Segmentation labeling items
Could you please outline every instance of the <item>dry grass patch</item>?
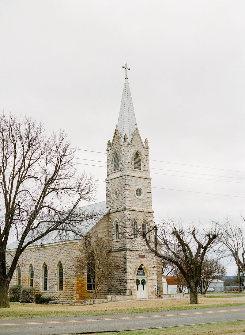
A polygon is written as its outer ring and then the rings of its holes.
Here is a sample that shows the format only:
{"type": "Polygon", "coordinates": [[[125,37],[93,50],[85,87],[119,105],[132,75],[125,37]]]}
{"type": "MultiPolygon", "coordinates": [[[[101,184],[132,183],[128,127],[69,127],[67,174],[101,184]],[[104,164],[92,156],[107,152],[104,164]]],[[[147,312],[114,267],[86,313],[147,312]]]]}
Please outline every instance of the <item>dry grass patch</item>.
{"type": "MultiPolygon", "coordinates": [[[[245,321],[235,321],[155,329],[100,333],[99,335],[243,335],[244,333],[245,321]]],[[[99,333],[95,333],[93,335],[97,334],[99,335],[99,333]]]]}
{"type": "Polygon", "coordinates": [[[208,307],[228,307],[245,305],[243,297],[227,297],[212,299],[199,297],[197,305],[191,305],[190,299],[152,299],[110,303],[88,306],[10,303],[10,308],[0,309],[0,319],[33,319],[66,316],[83,316],[145,313],[183,310],[208,307]]]}

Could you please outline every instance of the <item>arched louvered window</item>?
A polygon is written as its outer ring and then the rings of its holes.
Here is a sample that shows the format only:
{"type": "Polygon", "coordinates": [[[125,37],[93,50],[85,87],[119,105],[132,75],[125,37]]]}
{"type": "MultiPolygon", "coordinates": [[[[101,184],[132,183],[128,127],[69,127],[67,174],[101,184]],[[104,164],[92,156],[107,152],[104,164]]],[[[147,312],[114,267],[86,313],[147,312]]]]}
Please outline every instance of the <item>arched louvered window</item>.
{"type": "Polygon", "coordinates": [[[119,156],[116,152],[113,159],[113,171],[117,171],[120,168],[120,160],[119,156]]]}
{"type": "Polygon", "coordinates": [[[114,226],[115,229],[115,240],[119,240],[119,226],[118,225],[118,221],[117,220],[115,221],[114,226]]]}
{"type": "Polygon", "coordinates": [[[43,291],[48,290],[48,268],[47,264],[44,263],[42,270],[42,287],[43,291]]]}
{"type": "Polygon", "coordinates": [[[58,290],[63,291],[63,266],[61,262],[58,267],[58,290]]]}
{"type": "Polygon", "coordinates": [[[141,159],[138,152],[136,152],[134,156],[134,169],[141,170],[141,159]]]}
{"type": "Polygon", "coordinates": [[[29,270],[29,286],[33,287],[34,279],[34,271],[32,264],[31,264],[29,270]]]}
{"type": "Polygon", "coordinates": [[[147,231],[147,224],[146,224],[146,221],[144,220],[143,223],[142,223],[142,232],[144,234],[145,234],[147,231]]]}
{"type": "Polygon", "coordinates": [[[134,229],[134,238],[135,239],[136,239],[138,237],[138,222],[136,220],[135,220],[133,224],[133,229],[134,229]]]}
{"type": "Polygon", "coordinates": [[[21,270],[20,267],[18,266],[17,269],[17,285],[20,285],[21,277],[21,270]]]}

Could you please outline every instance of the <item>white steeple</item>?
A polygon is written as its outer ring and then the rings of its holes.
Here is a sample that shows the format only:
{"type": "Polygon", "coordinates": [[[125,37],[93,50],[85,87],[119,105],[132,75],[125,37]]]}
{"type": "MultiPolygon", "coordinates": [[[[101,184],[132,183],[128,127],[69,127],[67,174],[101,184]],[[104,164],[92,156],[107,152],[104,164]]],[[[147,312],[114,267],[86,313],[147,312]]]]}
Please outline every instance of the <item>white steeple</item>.
{"type": "Polygon", "coordinates": [[[117,129],[122,140],[123,140],[124,135],[126,134],[128,140],[130,141],[136,128],[136,124],[135,115],[127,76],[126,75],[117,123],[117,129]]]}

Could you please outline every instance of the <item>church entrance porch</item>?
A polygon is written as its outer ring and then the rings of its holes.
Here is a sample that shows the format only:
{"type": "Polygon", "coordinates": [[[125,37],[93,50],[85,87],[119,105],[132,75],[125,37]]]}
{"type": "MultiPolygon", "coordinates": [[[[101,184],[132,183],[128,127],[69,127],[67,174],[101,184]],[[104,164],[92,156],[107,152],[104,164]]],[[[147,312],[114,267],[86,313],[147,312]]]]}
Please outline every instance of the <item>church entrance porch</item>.
{"type": "Polygon", "coordinates": [[[147,299],[148,297],[147,275],[144,265],[140,265],[136,274],[136,298],[147,299]]]}

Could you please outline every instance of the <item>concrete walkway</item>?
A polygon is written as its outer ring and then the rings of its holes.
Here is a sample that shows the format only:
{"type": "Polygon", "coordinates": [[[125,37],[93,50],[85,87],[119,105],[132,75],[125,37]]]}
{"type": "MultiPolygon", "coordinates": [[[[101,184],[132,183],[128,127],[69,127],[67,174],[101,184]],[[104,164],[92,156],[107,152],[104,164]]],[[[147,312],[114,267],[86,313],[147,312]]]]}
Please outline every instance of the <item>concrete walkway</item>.
{"type": "Polygon", "coordinates": [[[0,320],[1,335],[54,335],[130,330],[245,320],[245,305],[120,315],[0,320]]]}

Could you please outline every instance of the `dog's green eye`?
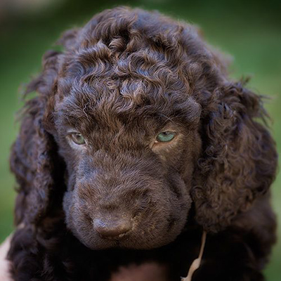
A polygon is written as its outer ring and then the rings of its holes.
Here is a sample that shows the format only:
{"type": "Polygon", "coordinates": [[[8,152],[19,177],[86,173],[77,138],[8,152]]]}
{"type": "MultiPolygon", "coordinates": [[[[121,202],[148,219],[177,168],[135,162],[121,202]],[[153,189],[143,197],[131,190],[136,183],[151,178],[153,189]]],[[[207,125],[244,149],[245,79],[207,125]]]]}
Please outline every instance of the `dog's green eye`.
{"type": "Polygon", "coordinates": [[[162,132],[160,133],[156,138],[157,143],[168,143],[176,136],[176,133],[174,132],[162,132]]]}
{"type": "Polygon", "coordinates": [[[70,136],[72,140],[77,145],[84,145],[86,143],[85,138],[79,133],[72,133],[70,136]]]}

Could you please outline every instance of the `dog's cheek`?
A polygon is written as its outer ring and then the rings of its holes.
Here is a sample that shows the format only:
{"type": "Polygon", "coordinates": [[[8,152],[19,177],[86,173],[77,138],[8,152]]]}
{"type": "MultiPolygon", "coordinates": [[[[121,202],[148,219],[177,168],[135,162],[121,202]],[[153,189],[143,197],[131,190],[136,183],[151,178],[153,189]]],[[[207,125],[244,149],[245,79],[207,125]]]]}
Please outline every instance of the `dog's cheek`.
{"type": "Polygon", "coordinates": [[[63,197],[63,211],[65,214],[65,223],[68,228],[73,229],[73,218],[71,210],[73,209],[73,191],[67,191],[63,197]]]}

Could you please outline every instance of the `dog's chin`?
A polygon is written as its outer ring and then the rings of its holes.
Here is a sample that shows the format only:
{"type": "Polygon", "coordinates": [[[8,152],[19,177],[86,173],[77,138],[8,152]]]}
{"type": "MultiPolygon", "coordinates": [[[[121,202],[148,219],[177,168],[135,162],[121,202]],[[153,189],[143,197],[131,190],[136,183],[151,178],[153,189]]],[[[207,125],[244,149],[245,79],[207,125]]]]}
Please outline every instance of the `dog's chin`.
{"type": "Polygon", "coordinates": [[[141,235],[126,236],[118,239],[103,239],[98,235],[81,235],[77,231],[72,231],[74,235],[87,248],[91,250],[103,250],[110,249],[136,249],[136,250],[148,250],[165,246],[174,241],[178,233],[165,233],[166,235],[158,236],[157,238],[150,238],[142,237],[141,235]]]}

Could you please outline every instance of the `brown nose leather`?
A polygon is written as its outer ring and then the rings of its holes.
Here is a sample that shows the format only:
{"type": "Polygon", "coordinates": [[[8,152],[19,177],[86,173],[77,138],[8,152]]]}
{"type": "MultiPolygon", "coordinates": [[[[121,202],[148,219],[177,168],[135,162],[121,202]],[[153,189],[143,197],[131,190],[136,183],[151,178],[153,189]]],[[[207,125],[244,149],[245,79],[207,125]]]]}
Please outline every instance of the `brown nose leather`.
{"type": "Polygon", "coordinates": [[[115,238],[131,230],[132,224],[131,220],[129,219],[103,220],[96,218],[93,220],[93,228],[103,237],[115,238]]]}

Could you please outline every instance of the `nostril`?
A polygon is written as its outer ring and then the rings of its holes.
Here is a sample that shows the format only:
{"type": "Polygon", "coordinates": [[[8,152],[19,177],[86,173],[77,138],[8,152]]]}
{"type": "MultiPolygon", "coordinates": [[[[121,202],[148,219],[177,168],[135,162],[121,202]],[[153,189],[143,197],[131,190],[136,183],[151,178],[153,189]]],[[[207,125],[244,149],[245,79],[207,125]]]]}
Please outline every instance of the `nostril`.
{"type": "Polygon", "coordinates": [[[93,220],[95,230],[103,237],[115,238],[125,234],[132,228],[131,220],[103,221],[99,218],[93,220]]]}

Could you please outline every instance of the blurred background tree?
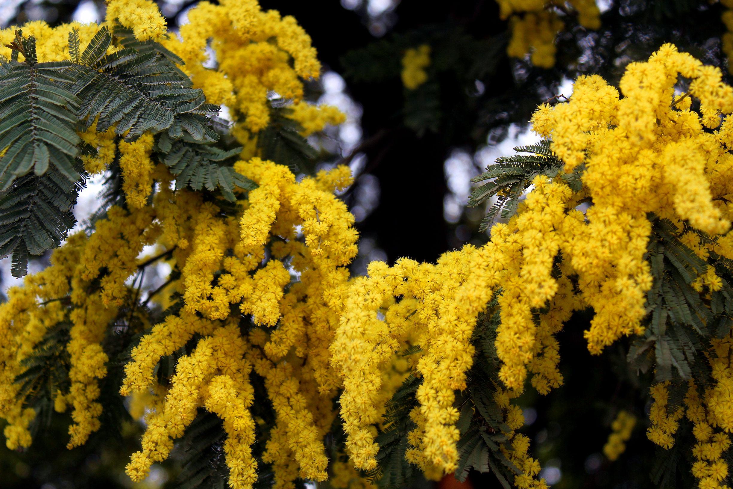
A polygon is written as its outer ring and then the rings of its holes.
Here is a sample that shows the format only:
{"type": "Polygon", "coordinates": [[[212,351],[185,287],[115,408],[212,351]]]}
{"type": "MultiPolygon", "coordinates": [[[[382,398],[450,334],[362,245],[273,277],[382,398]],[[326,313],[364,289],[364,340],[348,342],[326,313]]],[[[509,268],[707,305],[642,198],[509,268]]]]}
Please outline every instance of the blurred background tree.
{"type": "MultiPolygon", "coordinates": [[[[175,32],[196,1],[158,3],[175,32]]],[[[102,0],[0,4],[4,27],[36,20],[51,25],[100,21],[105,9],[102,0]]],[[[555,40],[556,62],[549,69],[534,66],[528,56],[507,55],[509,22],[500,18],[494,0],[261,4],[294,15],[319,51],[324,73],[308,87],[306,98],[336,105],[347,115],[343,125],[312,137],[320,150],[318,162],[301,170],[312,172],[336,162],[350,165],[356,183],[342,198],[361,234],[356,273],[364,272],[375,259],[391,261],[408,255],[434,261],[463,243],[485,242],[487,233],[479,231],[485,209],[466,207],[471,178],[496,157],[510,154],[512,146],[536,142],[539,138],[527,129],[532,112],[540,104],[569,95],[578,76],[597,73],[616,84],[626,65],[647,59],[665,42],[706,64],[728,63],[721,40],[726,32],[721,20],[724,7],[715,1],[597,0],[601,27],[597,30],[581,26],[564,3],[550,1],[548,8],[565,26],[555,40]],[[425,77],[408,88],[402,60],[408,50],[419,55],[421,46],[429,51],[425,77]]],[[[94,189],[90,182],[80,197],[78,216],[94,210],[94,189]]],[[[4,289],[13,279],[9,264],[2,264],[4,289]]],[[[44,264],[42,258],[35,267],[44,264]]],[[[542,463],[542,476],[559,488],[655,487],[649,477],[652,460],[641,454],[650,443],[643,429],[632,432],[619,460],[610,461],[602,452],[617,414],[611,406],[627,402],[632,414],[644,418],[647,413],[633,406],[646,393],[638,388],[623,342],[600,357],[588,355],[581,333],[588,321],[587,314],[578,314],[572,320],[578,324],[558,336],[566,385],[547,397],[526,399],[533,405],[525,410],[526,432],[542,463]],[[616,385],[608,384],[605,374],[611,369],[619,379],[616,385]]],[[[67,425],[55,424],[28,453],[0,447],[0,485],[133,486],[123,468],[140,426],[130,419],[118,432],[100,431],[82,448],[67,451],[67,425]]],[[[136,487],[175,487],[177,471],[174,463],[166,462],[136,487]]],[[[477,474],[469,481],[474,487],[498,484],[491,475],[477,474]]]]}

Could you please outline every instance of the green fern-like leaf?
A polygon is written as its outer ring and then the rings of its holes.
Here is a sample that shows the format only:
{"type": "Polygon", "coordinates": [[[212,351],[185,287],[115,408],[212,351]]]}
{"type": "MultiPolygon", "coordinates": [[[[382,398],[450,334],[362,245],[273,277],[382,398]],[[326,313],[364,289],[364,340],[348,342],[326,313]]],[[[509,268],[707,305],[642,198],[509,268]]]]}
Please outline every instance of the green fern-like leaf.
{"type": "Polygon", "coordinates": [[[81,175],[74,167],[80,140],[75,131],[78,98],[70,87],[70,63],[39,63],[35,39],[16,32],[14,44],[23,62],[0,60],[0,188],[32,172],[54,169],[70,182],[81,175]]]}
{"type": "Polygon", "coordinates": [[[471,179],[474,184],[489,181],[474,189],[468,200],[469,206],[480,206],[490,198],[496,198],[481,222],[479,229],[482,231],[487,229],[499,216],[504,219],[511,217],[517,211],[520,198],[531,184],[532,179],[538,175],[559,178],[576,192],[582,188],[582,168],[579,167],[570,174],[564,173],[564,164],[550,149],[549,141],[540,141],[529,146],[518,146],[514,151],[528,154],[498,158],[493,164],[486,167],[485,172],[471,179]]]}
{"type": "Polygon", "coordinates": [[[206,103],[203,92],[191,88],[191,80],[167,58],[155,49],[140,52],[135,47],[106,54],[111,43],[109,31],[102,28],[74,67],[73,89],[84,101],[80,119],[91,125],[98,117],[97,131],[116,125],[115,133],[127,132],[127,141],[148,131],[166,131],[172,140],[184,134],[197,141],[218,139],[207,125],[218,106],[206,103]]]}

- Task details -
Put the material from its beginning through the line containing "<item>dry grass patch</item>." into a Markdown table with the columns Row and Line. Each line gets its own row, blank lines are skipped, and pictures are not included.

- Full answer -
| Row | Line |
|---|---|
| 1 | Could you please outline every instance of the <item>dry grass patch</item>? |
| 2 | A polygon is written as its outer ring and then the rings of its holes. |
| 3 | Here is a sample that shows the format only: |
| 4 | {"type": "Polygon", "coordinates": [[[125,37],[93,50],[85,87],[119,105],[132,75],[125,37]]]} |
| 5 | {"type": "MultiPolygon", "coordinates": [[[[101,184],[132,183],[128,127],[69,127],[67,174],[101,184]],[[104,164],[92,156],[107,152],[104,164]]],[[[147,312],[114,267],[86,313],[147,312]]]]} |
| 6 | Please outline every instance of the <item>dry grass patch</item>. |